** PROBLEM STATEMENT **
Set all of the entries down again precisely as they are written.

** Referring expression pointing data **
== Segment start ==

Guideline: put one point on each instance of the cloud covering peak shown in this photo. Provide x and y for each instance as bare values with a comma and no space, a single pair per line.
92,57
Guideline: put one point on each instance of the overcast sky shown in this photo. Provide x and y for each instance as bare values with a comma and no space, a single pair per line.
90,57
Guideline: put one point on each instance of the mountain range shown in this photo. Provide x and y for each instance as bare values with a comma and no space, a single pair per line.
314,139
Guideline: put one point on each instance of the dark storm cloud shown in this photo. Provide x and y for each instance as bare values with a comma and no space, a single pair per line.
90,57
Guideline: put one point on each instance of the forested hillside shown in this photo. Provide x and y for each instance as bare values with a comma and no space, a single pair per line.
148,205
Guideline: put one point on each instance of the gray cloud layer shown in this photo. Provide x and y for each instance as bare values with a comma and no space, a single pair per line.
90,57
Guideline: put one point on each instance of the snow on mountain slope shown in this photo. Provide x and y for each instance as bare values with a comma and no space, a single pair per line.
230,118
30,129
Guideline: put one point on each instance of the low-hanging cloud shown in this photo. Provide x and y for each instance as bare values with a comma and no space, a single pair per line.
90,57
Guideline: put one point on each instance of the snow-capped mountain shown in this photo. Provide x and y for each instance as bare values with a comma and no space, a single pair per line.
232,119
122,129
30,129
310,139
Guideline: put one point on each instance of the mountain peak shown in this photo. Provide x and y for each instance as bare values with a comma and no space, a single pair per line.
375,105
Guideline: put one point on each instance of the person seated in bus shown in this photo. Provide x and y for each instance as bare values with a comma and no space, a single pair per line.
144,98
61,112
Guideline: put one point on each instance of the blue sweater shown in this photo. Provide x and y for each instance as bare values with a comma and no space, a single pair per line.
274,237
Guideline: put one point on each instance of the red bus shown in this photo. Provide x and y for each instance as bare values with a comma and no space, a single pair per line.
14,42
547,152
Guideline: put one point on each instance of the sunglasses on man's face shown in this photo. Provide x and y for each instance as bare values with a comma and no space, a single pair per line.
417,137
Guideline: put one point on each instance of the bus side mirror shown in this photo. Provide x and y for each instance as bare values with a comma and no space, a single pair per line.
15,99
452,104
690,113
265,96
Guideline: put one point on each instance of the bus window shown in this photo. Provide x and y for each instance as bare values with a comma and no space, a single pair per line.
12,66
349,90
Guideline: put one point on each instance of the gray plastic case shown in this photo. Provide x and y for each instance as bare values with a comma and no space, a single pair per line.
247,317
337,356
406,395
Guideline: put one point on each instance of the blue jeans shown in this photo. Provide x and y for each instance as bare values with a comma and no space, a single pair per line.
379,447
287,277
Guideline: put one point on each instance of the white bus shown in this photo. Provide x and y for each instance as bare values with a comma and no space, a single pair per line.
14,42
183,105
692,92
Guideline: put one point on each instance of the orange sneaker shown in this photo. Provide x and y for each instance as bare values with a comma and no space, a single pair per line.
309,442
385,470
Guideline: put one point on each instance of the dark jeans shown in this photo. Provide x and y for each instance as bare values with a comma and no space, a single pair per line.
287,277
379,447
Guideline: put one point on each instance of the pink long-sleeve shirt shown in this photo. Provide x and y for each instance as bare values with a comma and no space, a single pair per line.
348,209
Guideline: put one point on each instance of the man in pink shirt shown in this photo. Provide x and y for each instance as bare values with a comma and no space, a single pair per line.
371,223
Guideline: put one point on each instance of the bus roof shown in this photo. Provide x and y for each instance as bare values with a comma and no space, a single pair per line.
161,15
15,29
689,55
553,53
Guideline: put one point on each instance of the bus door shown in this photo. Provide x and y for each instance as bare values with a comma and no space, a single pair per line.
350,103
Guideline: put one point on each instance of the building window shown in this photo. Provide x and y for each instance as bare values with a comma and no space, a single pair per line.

== Segment end ==

** TASK RESPONSE **
Guideline: put one point on each instance of the cloud covering peak shown in this photo. Provide x and y for each instance as bare values with a comma and no space, a single pair per line.
92,57
Guideline: put one point on each instance of the overcast sky shown in this photo. Provide x and y for each instance as bare values with a comma and no space, a single pair per line.
90,57
Guideline: put one point on each instance of the mountain range shown in this photo. Provide x and y for each instance as bare values with a comma and no space, a single pair per line.
314,139
Guideline: put one point on each instance of the dark storm cloud shown in this photo. Provide x and y for each instance as bare values with a comma and no space, a single pair per line.
90,57
Guideline: put one point on each instance of the forested hillside shown in this photo. Provide x and y for each instance as bare values with a comma and no space, a single pair per line.
148,205
Guideline: put one point on each instance of the gray cloud layer shown in this photo. Provide x and y for each instance as bare values with a comma and no space, a single pair per line.
90,57
Guideline: put one point on each instance of the snow on mountain slope shown in this photo. Provide x and y for each instance as bare values with a comma and no space, a single pair per line.
230,118
30,129
Guideline: put one point on each instance of the low-hanging cloud shown in this photo. Provide x and y for each instance as bare values with a comma and no space, a single pair per line.
90,57
Guideline: put one point on each instance of the snow-capped mountain shown in this photo. Provide x and y for each instance as bare values with a comma and no space, a single pair per line.
232,119
122,129
30,129
310,139
Guideline: put one point on each instance of the mountain peak shown in this photo. Provide x and y for each instance as bare values with a comma and no space, a single pair per line.
375,105
Guideline: put one point on each instance of the person seated in bus shown in this photo. Provide x and y for each instance as bare values with a comma and no space, a single pair per line.
144,98
61,112
Guideline: put one point on each instance of the blue sweater shown in this photo. Provide x and y for each instance as bare values with a comma and no space, a single pair per line.
274,237
Guideline: put one point on each instance of the red bus shown in this photo. Provide x and y for each instance as bare values with a comma and no space, a single pair per line.
14,42
547,152
Guideline: put one point on each instance of the sunglasses on man's face shown in this photo. Provide x and y for each instance as bare values with a comma and no space, a single pair per line.
417,137
Guideline: put one point on each instance of the bus side mirror shown in this photo. Provide x and y for each instance as bare values with a comma and no space, a single pair per line.
15,99
452,104
690,113
265,96
Guideline: put one point on each instance of the bus window shown in this photo. Provide x and y for each instance as bare values with a comma and no space, a single pair per line.
12,66
349,90
Guideline: put one point on each instance of the gray plastic case shown in this photo. Provide x and y for each instance as bare values with a comma and no space, a single pair per line.
247,317
337,356
406,395
Guideline: put one point on each instance of the blue jeans shown in this photo. Provide x and y for each instance as bare values with a comma and no space, a single pair per line.
379,447
287,277
Guideline: put one point on each instance of the white bus shown in this photo. Provide x and y for each instance as bare values with a comma and no space, a single pair per line.
14,42
183,105
692,92
Guideline: put one point on each instance of the orange sneaker shown in this photo. Provide x and y for each instance as bare values with a comma and no space, a single pair per line.
309,442
385,470
Guideline: put one point on each instance of the dark jeans shown in this photo. Provide x and y for each instance as bare values with a comma and no space, a single pair per line.
287,277
379,447
Guideline: put one point on each instance of the pink long-sleeve shirt shown in this photo. Provide x and y for each instance as bare values with a comma and no space, a single pair per line.
348,209
Guideline: put one point on each instance of the man in pink shirt shown in this photo. Provide x and y for each instance as bare values with a comma and no space, a single pair per line.
371,223
Guideline: put one point on each instance of the bus roof shown in this photo. Provide x and y for each instance as bare values with a comma and no space, a single pair per line.
161,15
15,29
689,55
553,53
Guideline: put one point on each instance of the bus door shown in this photo. Provide x and y for each instance as bare values with a comma and no space, a single pair per line.
350,103
Guideline: put one point on each instance of the building window shown in this photo. Provide x and y for each instance as bare values with a comma and no space, a single pair per line.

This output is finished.